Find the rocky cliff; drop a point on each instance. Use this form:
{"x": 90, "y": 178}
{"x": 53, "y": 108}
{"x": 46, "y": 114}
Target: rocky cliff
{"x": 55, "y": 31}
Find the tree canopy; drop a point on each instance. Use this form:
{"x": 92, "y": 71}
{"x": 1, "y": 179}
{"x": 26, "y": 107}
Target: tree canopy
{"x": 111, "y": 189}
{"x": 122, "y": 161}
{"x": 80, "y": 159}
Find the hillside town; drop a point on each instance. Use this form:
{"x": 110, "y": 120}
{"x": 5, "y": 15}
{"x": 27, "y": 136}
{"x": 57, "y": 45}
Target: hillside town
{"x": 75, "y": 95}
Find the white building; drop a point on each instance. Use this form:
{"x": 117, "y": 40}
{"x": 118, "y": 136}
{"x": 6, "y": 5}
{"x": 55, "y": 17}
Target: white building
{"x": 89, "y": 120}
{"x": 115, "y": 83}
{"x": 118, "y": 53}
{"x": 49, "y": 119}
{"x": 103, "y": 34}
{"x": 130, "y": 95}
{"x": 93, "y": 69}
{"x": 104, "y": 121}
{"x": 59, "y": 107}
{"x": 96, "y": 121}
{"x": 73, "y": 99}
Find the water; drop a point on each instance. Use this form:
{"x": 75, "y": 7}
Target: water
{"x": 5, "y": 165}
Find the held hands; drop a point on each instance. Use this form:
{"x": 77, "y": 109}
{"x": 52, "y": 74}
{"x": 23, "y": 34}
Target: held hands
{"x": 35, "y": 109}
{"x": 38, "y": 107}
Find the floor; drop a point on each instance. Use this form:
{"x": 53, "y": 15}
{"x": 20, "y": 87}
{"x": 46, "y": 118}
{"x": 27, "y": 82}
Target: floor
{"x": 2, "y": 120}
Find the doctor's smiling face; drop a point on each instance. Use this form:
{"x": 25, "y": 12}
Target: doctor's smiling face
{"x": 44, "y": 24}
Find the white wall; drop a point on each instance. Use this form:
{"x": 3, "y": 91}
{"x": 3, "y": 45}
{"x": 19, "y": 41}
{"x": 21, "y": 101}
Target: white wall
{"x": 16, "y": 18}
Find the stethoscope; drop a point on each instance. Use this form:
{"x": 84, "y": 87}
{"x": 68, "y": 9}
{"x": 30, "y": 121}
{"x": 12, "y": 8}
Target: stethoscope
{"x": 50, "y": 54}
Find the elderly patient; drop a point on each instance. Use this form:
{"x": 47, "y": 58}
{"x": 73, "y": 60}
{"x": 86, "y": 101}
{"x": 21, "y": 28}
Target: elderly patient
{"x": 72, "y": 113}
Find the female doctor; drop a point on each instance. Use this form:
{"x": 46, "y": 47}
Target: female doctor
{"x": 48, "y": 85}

## EXERCISE BRIEF
Each line above with the string "this" should be reported in full.

## RESULT BELOW
Find the rocky cliff; drop a point on each instance. Use this form:
Find the tree canopy; drop a point on each instance. Use this form:
Find the hillside town; drop a point on each instance. Use this form:
Find the white building; drop a point on each instance. Use this form:
Find the water; drop a point on each instance. Use this form:
Find the held hands; drop a point on each instance. Use this form:
Find the floor; drop a point on each instance. Use this form:
Find the doctor's smiling face; drop a point on each instance. Use this form:
Find the white wall; drop a point on each instance. Use this form:
Find the stethoscope; drop a point on each instance. Use this form:
Find the elderly patient; drop a point on each instance. Use this form:
Find the female doctor; drop a point on each instance. Use this form:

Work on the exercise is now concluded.